Texte extrait >>
________________

# Problème syncro après déplacement photothèque



## devy (30 Septembre 2017)

Bonjour,

Pour déplacer ma photothèque j'en ai fais une copie sur une partition puis je l'ai déclaré comme photothèque système. Par défaut cette manip désactive la synchronisation iCloud de la photothèque, et je l'ai donc réactivé. Le problème est qu'iCloud considère qu'il s'agit de nouvelles photos et voudrait tout resynchroniser, et je n'ai pas la place puisque toutes les photos y sont déjà ! ( forfait 50Go , la bibliothèque en fait 38Go ).

J'ai donc repassé la photothèque originale en système mais rien n'y fait, iCloud veut tout resynchroniser.. 

Avez vous une solution ?

Merci.


----------



## devy (30 Septembre 2017)

Solution proposée par l'assistance Apple :

Prendre le forfait 200 Go le temps de la resyncro puis redescendre en 50 Go. Apple m'offrant m'offrant la différence de tarif. Je ne suis pas à 2 euros près mais le geste symbolique est appréciable.

________________

Entrées fournies >>

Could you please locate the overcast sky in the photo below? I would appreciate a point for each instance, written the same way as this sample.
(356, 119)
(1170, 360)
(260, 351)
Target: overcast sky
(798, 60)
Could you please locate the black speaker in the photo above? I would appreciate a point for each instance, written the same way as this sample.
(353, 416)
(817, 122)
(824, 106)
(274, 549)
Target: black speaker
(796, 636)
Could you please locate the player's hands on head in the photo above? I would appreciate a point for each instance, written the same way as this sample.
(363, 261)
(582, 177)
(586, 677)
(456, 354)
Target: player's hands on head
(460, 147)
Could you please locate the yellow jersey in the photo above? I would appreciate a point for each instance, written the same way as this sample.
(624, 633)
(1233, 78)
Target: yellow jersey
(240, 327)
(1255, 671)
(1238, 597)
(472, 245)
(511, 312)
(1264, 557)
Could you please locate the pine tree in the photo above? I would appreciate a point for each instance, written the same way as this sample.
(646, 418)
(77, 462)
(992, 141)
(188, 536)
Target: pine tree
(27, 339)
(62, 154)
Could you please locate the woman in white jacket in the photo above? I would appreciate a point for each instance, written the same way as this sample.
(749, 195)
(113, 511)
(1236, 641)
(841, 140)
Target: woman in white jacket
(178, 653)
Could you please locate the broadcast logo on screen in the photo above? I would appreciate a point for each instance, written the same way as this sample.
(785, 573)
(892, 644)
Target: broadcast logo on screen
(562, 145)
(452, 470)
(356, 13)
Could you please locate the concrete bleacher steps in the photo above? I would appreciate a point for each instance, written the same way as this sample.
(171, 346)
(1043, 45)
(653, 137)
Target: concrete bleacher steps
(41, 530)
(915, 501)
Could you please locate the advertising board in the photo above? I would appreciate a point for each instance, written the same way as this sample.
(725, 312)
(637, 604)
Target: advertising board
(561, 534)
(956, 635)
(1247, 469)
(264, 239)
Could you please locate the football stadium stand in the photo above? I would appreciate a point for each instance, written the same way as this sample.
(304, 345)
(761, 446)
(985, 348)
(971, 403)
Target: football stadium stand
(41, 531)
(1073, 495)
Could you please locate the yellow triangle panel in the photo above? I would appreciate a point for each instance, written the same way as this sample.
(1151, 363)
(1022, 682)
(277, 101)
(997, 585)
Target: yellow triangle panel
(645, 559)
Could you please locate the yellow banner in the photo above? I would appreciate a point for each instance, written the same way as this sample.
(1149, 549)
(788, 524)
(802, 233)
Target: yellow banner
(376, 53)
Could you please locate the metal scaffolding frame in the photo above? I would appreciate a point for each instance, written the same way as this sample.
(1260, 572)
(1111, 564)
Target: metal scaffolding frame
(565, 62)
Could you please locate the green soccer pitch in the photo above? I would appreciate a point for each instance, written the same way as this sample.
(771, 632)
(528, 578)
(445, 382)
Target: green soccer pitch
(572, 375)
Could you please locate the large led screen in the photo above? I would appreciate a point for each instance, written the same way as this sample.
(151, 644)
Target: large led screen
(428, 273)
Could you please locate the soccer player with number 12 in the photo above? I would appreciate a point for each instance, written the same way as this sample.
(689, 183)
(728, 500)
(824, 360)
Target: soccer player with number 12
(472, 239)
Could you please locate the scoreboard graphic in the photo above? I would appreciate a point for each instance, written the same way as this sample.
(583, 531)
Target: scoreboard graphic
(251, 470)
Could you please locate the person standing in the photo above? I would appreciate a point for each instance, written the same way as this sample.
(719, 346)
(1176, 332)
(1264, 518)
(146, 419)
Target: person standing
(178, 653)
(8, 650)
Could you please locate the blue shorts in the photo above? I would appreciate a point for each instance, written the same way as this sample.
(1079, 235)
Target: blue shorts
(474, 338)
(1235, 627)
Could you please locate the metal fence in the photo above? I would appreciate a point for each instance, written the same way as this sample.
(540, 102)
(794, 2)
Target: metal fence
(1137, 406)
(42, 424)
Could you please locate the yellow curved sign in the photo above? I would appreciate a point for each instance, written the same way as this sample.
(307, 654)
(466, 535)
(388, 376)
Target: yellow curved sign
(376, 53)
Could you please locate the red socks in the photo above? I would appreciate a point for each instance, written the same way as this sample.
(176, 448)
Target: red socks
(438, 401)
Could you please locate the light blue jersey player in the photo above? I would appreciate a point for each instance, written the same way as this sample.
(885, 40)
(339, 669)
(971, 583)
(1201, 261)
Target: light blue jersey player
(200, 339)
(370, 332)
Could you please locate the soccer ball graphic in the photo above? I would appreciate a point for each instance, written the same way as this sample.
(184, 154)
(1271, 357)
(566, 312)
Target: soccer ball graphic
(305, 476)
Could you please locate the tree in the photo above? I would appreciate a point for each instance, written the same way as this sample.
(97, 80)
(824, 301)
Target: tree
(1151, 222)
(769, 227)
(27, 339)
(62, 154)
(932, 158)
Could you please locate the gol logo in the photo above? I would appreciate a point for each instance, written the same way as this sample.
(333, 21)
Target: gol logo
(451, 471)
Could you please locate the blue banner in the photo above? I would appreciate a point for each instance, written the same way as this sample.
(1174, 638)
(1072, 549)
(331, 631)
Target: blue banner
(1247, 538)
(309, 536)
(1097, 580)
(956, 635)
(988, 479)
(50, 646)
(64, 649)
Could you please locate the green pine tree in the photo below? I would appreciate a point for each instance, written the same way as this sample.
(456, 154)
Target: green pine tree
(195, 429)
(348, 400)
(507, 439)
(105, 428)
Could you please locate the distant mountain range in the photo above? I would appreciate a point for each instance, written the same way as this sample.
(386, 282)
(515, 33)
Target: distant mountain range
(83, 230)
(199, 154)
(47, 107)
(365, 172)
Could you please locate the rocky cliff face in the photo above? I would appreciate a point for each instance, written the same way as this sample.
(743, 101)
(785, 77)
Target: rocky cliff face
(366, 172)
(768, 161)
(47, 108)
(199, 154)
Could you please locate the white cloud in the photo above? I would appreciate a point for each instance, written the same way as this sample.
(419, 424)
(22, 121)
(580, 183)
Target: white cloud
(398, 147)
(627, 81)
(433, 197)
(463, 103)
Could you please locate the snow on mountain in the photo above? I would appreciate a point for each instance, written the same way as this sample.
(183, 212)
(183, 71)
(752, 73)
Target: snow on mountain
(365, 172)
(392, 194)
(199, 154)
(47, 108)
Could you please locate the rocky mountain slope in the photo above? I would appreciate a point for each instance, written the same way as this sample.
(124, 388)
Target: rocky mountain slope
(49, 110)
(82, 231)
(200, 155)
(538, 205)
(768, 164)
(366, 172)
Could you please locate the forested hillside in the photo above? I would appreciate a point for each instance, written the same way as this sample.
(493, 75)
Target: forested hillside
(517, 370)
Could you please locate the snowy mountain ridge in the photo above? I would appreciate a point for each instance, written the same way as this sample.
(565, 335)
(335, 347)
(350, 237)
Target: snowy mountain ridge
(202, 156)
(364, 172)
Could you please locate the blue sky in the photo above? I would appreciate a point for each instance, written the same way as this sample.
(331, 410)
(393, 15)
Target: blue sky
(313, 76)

________________

Travail à faire >>
a) Quelles lignes des enregistrements contiennent le mot « black » ? Sélectionnez-les toutes en tenant compte de la casse.
b) Poursuivez la discussion sur la resynchronisation iCloud après le déplacement de la photothèque, à partir de son dernier message.

Réponses attendues >>
a)
Could you please locate the black speaker in the photo above? I would appreciate a point for each instance, written the same way as this sample.
Target: black speaker

b)
Upload en cours. Déjà 5Go de passé ( merci à la 4g parce que avec mon adsl anémique j'en avais pour 2 semaines .. )
Et en effet l'espace utilisé sur le cloud ne parait pas augmenter signe les photos semblent écraser les "anciennes" qui sont identiques .. 

A suivre.


----------



## devy (2 Octobre 2017)

Après un forfait 4G bien entamé, la syncro est terminée.
En revanche toutes les photos des albums partagés ont disparues et sont en cours de téléchargement.

Cela m'amène à une question : ou sont stockés ces albums partagés ?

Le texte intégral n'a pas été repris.